-- Start Provided material --
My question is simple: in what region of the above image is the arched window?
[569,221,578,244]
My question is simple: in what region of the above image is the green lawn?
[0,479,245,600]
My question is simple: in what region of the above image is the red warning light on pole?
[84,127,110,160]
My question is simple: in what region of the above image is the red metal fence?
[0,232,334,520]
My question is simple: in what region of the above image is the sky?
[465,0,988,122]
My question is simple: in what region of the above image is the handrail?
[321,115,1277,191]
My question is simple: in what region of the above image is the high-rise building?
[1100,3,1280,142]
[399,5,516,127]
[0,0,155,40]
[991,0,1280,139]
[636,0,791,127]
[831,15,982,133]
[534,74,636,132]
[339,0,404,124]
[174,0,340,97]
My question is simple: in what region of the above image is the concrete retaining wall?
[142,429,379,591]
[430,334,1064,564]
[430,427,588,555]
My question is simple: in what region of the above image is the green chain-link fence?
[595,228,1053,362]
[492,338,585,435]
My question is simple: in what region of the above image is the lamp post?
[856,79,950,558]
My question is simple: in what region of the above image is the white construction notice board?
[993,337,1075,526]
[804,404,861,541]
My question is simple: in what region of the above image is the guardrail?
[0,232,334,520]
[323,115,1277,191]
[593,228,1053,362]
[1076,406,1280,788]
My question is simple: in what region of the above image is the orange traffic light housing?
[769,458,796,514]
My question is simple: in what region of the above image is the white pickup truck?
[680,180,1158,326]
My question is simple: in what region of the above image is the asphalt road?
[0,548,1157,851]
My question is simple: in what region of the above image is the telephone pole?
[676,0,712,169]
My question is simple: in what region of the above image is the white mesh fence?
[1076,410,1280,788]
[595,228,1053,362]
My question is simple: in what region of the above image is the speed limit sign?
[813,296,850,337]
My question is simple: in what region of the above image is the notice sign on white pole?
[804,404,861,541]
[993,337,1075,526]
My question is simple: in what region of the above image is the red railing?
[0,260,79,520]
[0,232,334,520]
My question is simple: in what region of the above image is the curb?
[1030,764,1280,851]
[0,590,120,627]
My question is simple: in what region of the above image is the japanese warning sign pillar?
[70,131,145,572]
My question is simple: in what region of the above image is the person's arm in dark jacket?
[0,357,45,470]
-- End Provided material --
# Written instruction
Lay out the stretch from the line containing "warning sign pillar?" through the last line above as a Markdown table with the columns Row and Text, numbering each row. Leave out any blank lines.

# Solution
| Row | Text |
|---|---|
| 1 | My question is simple: in what region of the above image is the japanese warning sign pillar? |
| 2 | [70,131,145,572] |
| 3 | My question is simple: in what region of the above image is the person's arm in dark jacket? |
| 4 | [0,357,45,470] |